» INPUT DATA
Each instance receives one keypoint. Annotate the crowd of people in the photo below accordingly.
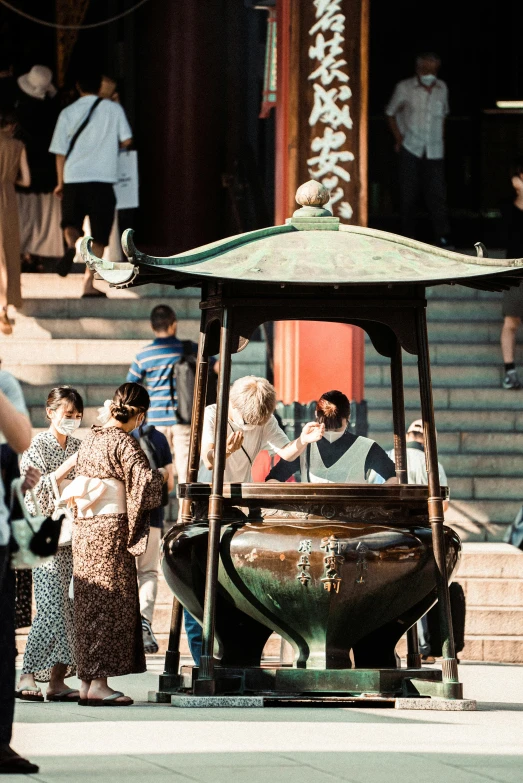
(57, 168)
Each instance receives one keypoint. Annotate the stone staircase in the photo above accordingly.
(480, 425)
(492, 578)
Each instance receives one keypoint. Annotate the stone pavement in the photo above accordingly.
(160, 744)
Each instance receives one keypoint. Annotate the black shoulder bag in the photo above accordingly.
(83, 126)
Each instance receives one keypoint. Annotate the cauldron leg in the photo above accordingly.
(206, 684)
(435, 502)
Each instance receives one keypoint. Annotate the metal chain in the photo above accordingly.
(72, 26)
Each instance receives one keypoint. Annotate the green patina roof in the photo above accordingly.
(311, 251)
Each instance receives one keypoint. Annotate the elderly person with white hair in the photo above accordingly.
(252, 427)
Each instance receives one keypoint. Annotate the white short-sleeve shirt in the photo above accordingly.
(420, 114)
(238, 466)
(95, 154)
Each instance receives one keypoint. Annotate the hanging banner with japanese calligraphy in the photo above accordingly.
(332, 102)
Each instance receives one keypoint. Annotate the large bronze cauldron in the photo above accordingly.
(330, 577)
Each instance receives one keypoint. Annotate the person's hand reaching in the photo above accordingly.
(312, 432)
(31, 478)
(234, 442)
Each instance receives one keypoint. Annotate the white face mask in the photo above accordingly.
(428, 79)
(67, 426)
(238, 420)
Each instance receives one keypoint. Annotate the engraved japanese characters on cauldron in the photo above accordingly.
(304, 563)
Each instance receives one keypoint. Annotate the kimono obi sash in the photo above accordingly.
(94, 496)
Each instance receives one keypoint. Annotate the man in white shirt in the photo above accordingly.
(86, 142)
(416, 116)
(252, 428)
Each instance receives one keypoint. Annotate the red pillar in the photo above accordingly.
(314, 357)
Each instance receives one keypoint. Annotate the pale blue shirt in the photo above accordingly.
(95, 154)
(420, 115)
(12, 390)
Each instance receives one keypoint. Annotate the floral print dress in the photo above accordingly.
(106, 607)
(51, 639)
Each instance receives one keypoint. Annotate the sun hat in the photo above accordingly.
(38, 82)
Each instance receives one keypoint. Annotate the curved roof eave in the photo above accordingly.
(311, 251)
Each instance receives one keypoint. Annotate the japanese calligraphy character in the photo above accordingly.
(330, 156)
(329, 16)
(323, 48)
(329, 69)
(326, 109)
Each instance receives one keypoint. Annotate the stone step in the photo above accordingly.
(459, 292)
(103, 328)
(498, 649)
(465, 310)
(492, 592)
(490, 561)
(93, 352)
(464, 332)
(456, 420)
(486, 444)
(51, 286)
(110, 308)
(446, 353)
(443, 376)
(494, 621)
(464, 399)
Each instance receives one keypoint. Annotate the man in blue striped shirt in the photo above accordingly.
(153, 367)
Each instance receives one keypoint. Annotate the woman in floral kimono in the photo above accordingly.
(112, 493)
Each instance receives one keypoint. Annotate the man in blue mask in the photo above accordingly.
(416, 116)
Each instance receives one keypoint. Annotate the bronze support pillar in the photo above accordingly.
(206, 684)
(400, 458)
(398, 414)
(435, 502)
(200, 394)
(172, 656)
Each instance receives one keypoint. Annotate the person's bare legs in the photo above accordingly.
(57, 681)
(508, 338)
(98, 689)
(508, 350)
(89, 287)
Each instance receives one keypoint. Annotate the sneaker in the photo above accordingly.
(149, 639)
(65, 264)
(511, 380)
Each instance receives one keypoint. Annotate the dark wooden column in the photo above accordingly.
(180, 127)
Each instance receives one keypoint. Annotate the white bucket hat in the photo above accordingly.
(38, 82)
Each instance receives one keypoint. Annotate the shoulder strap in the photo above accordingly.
(82, 127)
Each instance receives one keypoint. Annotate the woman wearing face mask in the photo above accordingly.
(112, 493)
(49, 654)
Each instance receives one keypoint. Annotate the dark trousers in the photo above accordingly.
(427, 177)
(7, 647)
(194, 636)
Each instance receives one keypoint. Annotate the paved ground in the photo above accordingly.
(159, 743)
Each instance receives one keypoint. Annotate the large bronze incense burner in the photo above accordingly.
(341, 571)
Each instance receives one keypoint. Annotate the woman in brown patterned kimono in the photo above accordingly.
(112, 493)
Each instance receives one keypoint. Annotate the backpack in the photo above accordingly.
(183, 373)
(152, 455)
(514, 534)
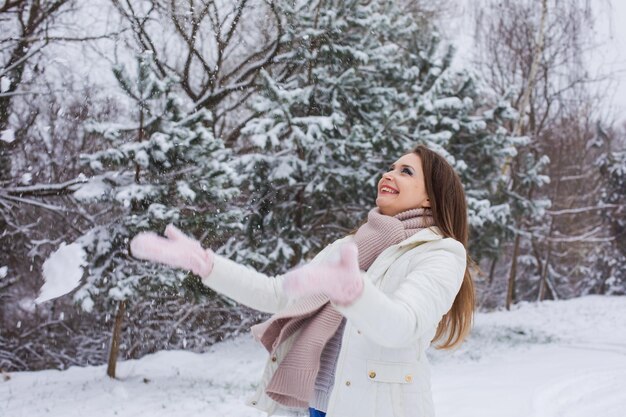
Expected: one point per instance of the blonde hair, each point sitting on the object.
(449, 208)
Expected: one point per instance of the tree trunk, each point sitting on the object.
(510, 294)
(492, 270)
(115, 338)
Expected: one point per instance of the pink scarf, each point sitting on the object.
(293, 383)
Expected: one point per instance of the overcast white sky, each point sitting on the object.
(608, 58)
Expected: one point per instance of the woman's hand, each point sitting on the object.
(177, 250)
(340, 281)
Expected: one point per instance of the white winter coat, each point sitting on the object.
(382, 369)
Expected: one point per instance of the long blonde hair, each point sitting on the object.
(449, 208)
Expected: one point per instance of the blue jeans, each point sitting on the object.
(316, 413)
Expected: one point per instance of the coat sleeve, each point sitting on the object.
(249, 287)
(417, 304)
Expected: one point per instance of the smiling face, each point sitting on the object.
(402, 187)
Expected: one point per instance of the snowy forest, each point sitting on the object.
(261, 127)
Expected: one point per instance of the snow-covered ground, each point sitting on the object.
(565, 358)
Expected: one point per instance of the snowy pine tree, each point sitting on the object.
(166, 168)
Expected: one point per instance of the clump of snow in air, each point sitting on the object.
(5, 84)
(62, 271)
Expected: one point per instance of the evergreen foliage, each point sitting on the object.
(168, 167)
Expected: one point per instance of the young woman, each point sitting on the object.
(350, 329)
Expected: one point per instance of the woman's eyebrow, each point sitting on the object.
(403, 166)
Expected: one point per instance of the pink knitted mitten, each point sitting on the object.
(340, 281)
(178, 250)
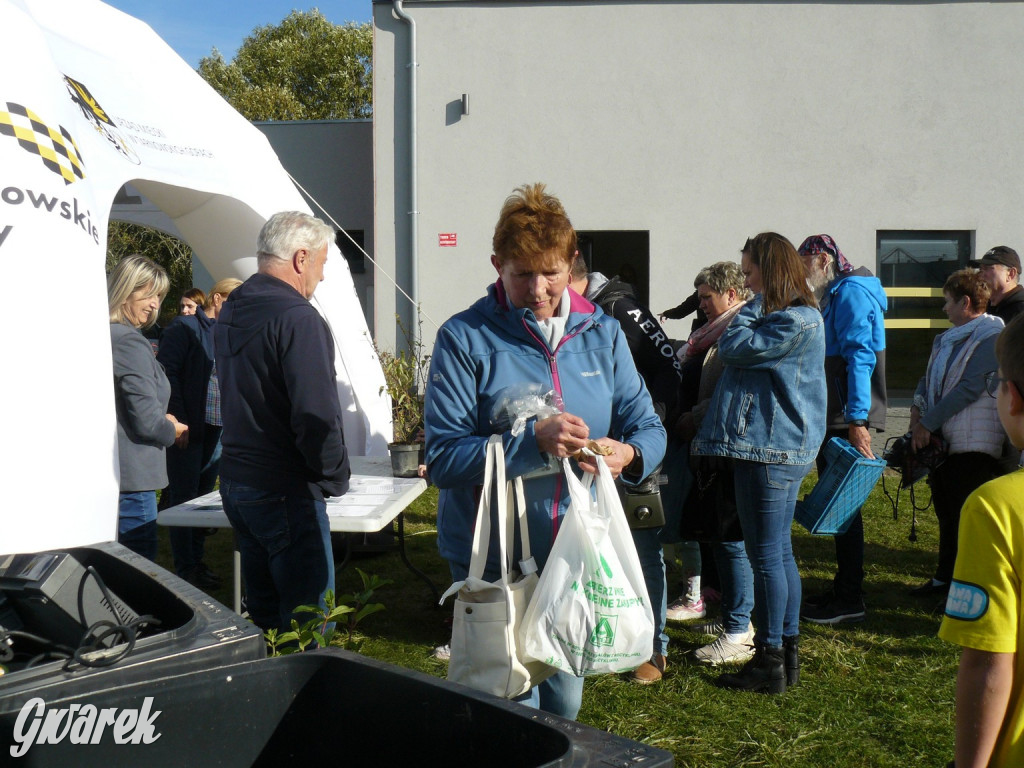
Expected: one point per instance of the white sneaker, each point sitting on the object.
(724, 651)
(712, 628)
(442, 652)
(681, 610)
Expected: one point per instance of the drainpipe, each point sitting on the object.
(414, 213)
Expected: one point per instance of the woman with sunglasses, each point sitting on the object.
(951, 399)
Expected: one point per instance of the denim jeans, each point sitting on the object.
(190, 472)
(737, 586)
(137, 522)
(285, 543)
(561, 693)
(651, 558)
(766, 500)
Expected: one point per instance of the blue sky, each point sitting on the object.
(194, 27)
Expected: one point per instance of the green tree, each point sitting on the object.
(303, 69)
(124, 239)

» WORK TASK
All lines from the one holding "Expected: one point per instance of the young" through the last line of the entries, and nothing else, are to be output exactly; leave out the pictures.

» WRITTEN REPLY
Expected: one point per instance of the young woman, each point sitting on the object.
(350, 329)
Expected: one point per instance of the woman's eyebrow, each point sitting on the object.
(403, 166)
Expected: one point per instance of the pink knitted mitten, each point sitting on the object.
(340, 281)
(178, 250)
Expected: one point per instance of the white sneaker, each point sitting on the object.
(724, 651)
(712, 628)
(442, 652)
(681, 610)
Expected: one point per instance of the drainpipe, each point sitting on the object.
(414, 213)
Expected: one point per instance of the woman with sunglasses, each point sitting on the object.
(951, 399)
Expected: one point per instance of the denim jeans, each point sitting on the object.
(190, 472)
(737, 586)
(137, 522)
(285, 543)
(561, 693)
(651, 558)
(766, 500)
Expected: one point per instance of the blue sky, each point sitting on the object.
(194, 27)
Expected: one point per instance of the green tree, each point sitting on the object.
(303, 69)
(124, 239)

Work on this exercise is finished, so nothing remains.